━━━━━ Provided records ━━━━━

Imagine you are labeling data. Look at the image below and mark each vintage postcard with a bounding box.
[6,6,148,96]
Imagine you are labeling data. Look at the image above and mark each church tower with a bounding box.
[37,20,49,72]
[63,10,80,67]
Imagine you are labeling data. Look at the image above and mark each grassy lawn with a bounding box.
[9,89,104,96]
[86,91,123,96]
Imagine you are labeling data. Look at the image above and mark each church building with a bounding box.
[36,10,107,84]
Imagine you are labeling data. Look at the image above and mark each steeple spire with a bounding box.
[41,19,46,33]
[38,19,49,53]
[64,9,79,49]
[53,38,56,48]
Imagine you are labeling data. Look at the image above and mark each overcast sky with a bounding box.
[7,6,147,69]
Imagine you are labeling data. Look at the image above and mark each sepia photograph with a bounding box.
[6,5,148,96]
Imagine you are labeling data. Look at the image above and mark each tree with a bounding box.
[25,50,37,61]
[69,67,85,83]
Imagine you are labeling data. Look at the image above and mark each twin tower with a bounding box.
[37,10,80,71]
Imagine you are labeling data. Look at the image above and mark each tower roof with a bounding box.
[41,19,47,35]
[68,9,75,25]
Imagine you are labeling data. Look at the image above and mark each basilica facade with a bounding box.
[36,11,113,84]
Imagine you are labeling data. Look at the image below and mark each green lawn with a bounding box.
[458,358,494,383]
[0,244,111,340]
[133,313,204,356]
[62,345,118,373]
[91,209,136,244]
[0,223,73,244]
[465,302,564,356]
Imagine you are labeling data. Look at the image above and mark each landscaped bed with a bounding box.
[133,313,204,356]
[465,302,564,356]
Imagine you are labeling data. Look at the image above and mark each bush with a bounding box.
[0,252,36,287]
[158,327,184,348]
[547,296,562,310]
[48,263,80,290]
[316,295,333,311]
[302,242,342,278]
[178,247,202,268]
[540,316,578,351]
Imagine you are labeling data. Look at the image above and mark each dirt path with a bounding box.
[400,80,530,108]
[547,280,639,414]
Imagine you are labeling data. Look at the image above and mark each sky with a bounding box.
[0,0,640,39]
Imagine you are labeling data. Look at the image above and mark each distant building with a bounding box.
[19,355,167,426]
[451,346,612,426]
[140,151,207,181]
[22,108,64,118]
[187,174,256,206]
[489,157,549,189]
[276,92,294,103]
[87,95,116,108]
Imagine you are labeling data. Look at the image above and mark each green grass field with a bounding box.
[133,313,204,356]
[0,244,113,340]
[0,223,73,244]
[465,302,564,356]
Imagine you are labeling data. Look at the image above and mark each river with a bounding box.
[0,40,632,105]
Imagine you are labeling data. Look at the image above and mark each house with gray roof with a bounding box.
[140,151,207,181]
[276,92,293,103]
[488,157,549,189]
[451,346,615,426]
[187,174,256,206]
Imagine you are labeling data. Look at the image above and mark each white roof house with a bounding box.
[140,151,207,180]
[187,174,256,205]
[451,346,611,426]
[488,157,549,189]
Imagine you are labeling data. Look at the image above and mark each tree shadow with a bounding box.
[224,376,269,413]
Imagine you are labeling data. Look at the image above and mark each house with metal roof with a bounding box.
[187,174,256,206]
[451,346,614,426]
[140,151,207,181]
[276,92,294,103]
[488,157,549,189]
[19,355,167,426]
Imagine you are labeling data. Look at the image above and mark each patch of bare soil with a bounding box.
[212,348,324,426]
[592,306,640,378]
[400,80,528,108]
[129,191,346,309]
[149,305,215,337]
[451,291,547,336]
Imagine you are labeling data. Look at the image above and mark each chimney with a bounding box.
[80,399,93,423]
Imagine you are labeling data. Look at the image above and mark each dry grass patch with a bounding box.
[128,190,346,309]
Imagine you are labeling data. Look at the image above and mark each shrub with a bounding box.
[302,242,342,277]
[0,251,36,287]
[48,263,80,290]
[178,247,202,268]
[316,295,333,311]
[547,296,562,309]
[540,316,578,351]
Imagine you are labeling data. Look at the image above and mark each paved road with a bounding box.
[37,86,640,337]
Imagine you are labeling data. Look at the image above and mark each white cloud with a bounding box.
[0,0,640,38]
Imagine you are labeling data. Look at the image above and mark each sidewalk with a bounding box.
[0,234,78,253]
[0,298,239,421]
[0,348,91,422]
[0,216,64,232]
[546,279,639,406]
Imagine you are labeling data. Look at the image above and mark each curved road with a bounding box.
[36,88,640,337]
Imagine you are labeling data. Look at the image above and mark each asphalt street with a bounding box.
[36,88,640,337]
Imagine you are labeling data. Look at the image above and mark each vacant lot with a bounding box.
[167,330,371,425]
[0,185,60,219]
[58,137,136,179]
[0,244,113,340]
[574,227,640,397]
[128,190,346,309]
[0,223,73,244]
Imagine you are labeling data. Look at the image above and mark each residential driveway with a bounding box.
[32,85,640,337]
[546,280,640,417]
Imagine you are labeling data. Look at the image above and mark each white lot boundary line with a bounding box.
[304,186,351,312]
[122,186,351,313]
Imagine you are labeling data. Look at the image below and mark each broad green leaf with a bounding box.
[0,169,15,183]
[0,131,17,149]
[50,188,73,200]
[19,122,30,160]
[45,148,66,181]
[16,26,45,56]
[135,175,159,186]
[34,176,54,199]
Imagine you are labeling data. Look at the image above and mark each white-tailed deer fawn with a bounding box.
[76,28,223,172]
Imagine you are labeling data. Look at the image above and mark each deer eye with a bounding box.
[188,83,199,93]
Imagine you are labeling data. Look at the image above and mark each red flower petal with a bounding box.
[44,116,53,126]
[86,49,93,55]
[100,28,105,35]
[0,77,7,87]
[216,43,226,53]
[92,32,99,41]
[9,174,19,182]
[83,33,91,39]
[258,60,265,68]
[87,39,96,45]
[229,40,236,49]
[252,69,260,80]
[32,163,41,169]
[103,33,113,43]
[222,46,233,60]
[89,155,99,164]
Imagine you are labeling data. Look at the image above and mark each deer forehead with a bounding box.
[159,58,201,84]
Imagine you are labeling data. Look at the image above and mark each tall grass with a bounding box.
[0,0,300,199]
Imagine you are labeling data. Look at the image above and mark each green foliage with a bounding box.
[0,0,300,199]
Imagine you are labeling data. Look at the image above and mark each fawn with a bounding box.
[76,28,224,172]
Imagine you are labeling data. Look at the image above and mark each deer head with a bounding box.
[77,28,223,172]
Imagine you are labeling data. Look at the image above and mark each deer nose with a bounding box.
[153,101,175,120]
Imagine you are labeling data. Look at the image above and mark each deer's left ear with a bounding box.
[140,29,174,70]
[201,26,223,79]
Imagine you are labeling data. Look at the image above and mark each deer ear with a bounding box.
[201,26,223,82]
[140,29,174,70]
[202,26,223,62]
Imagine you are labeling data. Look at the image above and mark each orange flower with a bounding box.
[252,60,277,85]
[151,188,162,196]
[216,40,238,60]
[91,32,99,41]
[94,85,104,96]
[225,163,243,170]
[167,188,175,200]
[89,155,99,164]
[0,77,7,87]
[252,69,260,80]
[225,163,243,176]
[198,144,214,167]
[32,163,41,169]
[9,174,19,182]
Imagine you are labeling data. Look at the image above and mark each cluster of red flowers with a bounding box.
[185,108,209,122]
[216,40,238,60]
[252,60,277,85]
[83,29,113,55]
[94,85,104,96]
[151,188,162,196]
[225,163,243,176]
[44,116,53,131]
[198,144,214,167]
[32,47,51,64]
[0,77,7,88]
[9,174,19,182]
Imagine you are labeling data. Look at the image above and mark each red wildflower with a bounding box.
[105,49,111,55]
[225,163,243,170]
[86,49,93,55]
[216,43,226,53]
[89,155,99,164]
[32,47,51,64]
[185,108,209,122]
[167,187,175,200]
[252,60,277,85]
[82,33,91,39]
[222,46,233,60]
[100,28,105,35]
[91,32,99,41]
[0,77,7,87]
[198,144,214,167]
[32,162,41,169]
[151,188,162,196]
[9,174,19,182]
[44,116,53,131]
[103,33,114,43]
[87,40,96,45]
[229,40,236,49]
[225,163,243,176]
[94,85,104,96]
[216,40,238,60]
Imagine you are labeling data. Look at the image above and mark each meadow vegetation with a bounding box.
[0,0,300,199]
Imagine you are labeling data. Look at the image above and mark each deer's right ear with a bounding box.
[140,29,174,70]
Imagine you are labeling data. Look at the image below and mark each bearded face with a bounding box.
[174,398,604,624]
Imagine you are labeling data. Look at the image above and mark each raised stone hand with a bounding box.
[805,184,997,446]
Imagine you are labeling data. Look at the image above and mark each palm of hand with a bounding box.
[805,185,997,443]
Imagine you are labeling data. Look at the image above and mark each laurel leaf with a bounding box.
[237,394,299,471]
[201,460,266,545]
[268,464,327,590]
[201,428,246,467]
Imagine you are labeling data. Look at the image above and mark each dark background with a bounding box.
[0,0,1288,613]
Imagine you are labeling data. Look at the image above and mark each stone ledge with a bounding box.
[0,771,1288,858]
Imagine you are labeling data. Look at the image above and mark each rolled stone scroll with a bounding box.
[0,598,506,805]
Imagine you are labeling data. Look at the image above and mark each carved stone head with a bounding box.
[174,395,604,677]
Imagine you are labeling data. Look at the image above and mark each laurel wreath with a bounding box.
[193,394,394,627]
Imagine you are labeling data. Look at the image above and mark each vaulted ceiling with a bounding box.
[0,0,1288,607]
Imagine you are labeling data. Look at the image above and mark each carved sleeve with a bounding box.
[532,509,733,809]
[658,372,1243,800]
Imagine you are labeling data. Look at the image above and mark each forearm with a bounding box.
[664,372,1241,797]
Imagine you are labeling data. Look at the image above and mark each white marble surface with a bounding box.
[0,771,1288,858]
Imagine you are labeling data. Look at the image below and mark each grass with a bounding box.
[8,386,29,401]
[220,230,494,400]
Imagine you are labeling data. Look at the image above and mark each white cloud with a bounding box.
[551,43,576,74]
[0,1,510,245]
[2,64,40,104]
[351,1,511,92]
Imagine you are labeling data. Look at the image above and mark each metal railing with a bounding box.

━━━━━

▸ Task instructions:
Can you rewrite the material from the line containing "grassy lawn with a bounding box." through the line containing "[36,10,107,84]", swapping "church building" for "cathedral" and leaving everything else unchanged?

▸ Written solution:
Imagine you are labeling data. Look at the image above and mark each grassy lawn with a bounding box.
[9,89,104,96]
[86,91,123,96]
Imagine you are labeling data. Look at the image above and mark each cathedral with a bounding box.
[36,10,107,84]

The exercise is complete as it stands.